-- Start of Information given --

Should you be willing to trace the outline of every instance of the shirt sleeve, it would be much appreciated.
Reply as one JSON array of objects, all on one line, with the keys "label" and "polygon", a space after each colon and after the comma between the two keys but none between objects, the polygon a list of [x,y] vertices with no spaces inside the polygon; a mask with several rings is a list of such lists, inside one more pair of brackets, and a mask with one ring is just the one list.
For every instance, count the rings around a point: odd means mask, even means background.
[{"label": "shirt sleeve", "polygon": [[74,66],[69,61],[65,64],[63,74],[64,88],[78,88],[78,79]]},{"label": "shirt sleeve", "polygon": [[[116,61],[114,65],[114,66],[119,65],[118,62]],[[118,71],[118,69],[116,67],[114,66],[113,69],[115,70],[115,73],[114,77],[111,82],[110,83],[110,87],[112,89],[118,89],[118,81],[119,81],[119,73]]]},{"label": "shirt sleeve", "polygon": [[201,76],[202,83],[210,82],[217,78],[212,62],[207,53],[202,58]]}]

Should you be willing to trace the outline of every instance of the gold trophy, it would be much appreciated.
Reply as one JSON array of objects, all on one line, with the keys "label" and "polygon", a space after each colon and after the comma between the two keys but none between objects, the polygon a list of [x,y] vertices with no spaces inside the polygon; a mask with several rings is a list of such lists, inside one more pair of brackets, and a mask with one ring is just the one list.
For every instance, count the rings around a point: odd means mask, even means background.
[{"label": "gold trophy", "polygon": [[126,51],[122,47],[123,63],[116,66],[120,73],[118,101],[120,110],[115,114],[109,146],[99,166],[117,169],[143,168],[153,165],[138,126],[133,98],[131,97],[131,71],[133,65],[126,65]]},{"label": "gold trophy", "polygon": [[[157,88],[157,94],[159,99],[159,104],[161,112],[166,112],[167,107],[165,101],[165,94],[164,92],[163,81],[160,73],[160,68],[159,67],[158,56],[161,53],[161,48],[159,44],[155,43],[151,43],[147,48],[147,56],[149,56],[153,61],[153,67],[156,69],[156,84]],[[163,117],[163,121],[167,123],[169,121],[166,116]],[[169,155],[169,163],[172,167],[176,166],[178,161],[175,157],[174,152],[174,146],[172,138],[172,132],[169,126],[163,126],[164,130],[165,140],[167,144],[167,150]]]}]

-- End of Information given --

Goal:
Reproduce the part that opens with the line containing "trophy, it would be much appreciated." and runs through the end of the items, requests included. Shift every x and y polygon vertex coordinate in the answers by -108.

Finished answer:
Should you be willing to trace the outline of every instance of the gold trophy, it would be much appreciated.
Reply as one JSON array of objects, all on one line, with the keys "label" and "polygon", a space after each colon and after the comma between the two keys but none between objects, the polygon a list of [x,y] vertices with no spaces inside the polygon; a mask with several rings is a list of such lists, inside one more pair of brackets, and a mask with one ring is just the one list.
For every instance, count the rings around a point: odd means mask, even means background.
[{"label": "gold trophy", "polygon": [[18,-57],[14,-61],[15,-45],[8,-42],[12,-35],[10,-7],[12,2],[7,6],[1,38],[-9,58],[9,61],[35,60],[45,57],[30,18],[25,-10],[23,-11],[23,-37],[25,-43],[18,-43]]},{"label": "gold trophy", "polygon": [[[49,-20],[49,-14],[51,-9],[51,-4],[53,4],[58,4],[59,-1],[57,-7],[57,-14],[56,-16],[55,-27],[52,-35],[52,-40],[51,-41],[50,-52],[53,-55],[53,-60],[51,-64],[47,-65],[43,-65],[39,-60],[39,-52],[41,-52],[45,-47],[45,-41],[48,-39],[48,-24]],[[55,9],[55,13],[59,15],[61,13],[58,8]],[[61,47],[61,55],[64,59],[68,58],[70,53],[67,49],[66,44],[66,38],[64,30],[64,24],[61,18],[55,18],[56,22],[57,32],[59,36],[59,42]]]}]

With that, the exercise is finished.